[[ Records shown open ]]

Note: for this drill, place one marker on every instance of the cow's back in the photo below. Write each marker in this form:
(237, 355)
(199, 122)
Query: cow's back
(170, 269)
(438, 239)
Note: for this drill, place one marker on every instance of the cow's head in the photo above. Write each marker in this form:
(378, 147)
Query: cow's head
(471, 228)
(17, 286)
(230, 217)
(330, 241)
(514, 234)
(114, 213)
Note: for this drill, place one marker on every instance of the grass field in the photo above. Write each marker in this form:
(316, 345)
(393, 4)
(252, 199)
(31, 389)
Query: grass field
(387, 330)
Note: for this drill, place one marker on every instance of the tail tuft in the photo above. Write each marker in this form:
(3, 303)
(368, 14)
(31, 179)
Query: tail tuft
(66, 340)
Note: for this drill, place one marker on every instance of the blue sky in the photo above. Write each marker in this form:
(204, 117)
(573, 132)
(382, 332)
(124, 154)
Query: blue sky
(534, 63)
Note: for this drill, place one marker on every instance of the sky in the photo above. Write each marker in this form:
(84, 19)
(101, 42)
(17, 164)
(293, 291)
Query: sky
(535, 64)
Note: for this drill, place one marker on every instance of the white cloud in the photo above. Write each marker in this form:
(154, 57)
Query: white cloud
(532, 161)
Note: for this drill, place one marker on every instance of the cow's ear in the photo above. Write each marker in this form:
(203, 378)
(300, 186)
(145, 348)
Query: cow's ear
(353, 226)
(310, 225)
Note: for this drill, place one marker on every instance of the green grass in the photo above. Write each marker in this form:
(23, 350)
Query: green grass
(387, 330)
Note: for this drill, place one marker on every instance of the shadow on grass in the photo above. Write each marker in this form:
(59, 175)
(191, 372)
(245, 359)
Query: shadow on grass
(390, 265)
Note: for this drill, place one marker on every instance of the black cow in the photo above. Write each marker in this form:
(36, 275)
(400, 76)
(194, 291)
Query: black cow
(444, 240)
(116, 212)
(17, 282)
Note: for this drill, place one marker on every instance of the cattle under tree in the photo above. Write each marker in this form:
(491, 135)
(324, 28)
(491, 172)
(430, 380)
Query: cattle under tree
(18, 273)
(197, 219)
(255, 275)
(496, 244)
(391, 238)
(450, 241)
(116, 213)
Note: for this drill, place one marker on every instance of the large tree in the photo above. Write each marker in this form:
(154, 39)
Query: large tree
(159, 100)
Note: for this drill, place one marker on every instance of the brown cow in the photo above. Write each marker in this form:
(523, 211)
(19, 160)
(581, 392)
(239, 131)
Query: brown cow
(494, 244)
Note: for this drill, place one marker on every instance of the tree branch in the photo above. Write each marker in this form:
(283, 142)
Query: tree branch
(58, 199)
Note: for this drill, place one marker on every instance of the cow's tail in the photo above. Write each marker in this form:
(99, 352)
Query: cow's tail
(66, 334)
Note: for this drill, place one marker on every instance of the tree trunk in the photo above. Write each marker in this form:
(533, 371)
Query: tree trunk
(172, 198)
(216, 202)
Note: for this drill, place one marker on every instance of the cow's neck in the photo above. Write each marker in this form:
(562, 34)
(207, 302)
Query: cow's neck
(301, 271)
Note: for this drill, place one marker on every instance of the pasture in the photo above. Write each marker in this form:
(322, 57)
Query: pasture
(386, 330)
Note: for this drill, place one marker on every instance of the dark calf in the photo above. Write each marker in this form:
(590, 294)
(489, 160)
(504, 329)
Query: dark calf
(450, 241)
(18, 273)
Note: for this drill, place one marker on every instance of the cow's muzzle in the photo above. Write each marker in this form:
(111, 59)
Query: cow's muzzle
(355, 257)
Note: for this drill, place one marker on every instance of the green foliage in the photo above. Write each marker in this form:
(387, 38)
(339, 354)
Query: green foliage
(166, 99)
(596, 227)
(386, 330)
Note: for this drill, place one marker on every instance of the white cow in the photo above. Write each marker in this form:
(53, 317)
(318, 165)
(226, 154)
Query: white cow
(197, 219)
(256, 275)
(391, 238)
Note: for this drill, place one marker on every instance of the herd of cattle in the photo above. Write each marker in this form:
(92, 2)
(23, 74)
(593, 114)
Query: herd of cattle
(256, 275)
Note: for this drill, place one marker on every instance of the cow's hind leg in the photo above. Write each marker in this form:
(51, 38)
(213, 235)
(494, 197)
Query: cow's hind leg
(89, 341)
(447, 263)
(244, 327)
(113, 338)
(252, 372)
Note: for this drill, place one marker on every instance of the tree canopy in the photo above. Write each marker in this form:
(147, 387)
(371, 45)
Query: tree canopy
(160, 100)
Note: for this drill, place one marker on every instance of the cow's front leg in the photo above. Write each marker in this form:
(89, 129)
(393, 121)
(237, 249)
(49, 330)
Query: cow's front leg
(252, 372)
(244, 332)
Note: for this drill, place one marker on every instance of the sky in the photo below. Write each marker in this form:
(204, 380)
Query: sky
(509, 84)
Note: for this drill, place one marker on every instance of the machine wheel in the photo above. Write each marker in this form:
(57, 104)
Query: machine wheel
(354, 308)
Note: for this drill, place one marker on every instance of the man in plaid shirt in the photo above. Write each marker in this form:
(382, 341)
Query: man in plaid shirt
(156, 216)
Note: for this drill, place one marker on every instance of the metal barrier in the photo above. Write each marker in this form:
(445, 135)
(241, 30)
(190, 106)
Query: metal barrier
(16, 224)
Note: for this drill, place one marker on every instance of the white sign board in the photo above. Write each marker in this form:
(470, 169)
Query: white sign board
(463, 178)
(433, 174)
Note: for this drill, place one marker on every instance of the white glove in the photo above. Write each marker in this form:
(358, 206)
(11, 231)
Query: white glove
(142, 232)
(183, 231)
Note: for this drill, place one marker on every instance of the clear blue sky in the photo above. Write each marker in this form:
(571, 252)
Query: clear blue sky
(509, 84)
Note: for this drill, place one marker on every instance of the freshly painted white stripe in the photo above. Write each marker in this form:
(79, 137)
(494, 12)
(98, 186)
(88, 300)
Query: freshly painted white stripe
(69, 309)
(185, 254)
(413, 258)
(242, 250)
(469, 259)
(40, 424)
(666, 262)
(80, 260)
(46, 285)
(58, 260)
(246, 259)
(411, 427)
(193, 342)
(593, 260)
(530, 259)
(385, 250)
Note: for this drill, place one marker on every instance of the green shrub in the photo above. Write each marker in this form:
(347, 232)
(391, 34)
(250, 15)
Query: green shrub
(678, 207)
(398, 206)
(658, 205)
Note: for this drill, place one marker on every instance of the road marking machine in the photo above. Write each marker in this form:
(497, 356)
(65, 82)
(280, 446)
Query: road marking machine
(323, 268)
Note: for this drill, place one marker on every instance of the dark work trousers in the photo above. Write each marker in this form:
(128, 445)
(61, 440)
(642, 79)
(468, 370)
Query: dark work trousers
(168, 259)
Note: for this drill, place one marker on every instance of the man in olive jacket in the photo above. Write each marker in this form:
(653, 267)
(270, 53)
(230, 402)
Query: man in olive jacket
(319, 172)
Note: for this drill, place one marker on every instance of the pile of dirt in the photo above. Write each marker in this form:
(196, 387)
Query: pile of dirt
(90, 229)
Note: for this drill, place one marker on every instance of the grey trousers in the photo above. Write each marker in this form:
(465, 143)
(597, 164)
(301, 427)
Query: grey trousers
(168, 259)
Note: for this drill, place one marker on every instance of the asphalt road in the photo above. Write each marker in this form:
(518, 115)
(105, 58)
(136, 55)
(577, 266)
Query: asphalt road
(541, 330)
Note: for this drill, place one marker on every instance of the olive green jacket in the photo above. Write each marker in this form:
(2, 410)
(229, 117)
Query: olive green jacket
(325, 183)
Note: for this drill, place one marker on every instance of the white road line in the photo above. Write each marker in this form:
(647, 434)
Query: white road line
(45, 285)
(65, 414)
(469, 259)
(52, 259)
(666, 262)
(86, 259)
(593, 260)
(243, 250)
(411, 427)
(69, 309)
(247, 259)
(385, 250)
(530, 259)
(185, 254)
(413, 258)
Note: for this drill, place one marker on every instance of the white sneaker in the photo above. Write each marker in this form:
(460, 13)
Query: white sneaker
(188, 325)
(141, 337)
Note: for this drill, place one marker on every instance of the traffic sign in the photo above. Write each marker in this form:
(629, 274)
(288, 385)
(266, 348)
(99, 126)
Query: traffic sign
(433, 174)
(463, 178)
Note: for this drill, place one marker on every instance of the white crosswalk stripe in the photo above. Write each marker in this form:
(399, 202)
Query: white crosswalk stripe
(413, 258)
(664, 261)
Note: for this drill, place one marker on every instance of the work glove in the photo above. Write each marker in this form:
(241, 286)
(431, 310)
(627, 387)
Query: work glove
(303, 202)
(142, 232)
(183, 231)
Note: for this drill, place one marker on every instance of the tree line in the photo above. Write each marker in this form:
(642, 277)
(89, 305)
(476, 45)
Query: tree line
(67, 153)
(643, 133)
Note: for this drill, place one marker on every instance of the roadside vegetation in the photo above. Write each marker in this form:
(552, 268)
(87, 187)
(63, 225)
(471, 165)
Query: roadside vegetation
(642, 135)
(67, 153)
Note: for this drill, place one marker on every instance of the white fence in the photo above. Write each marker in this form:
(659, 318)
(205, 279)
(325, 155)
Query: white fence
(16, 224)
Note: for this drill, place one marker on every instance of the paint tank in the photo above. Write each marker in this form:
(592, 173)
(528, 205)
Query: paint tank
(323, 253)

[[ Records shown closed ]]

Exercise details:
Every line above that contains "below" counts once. Give the number of those lines and nothing more.

Problem solution:
2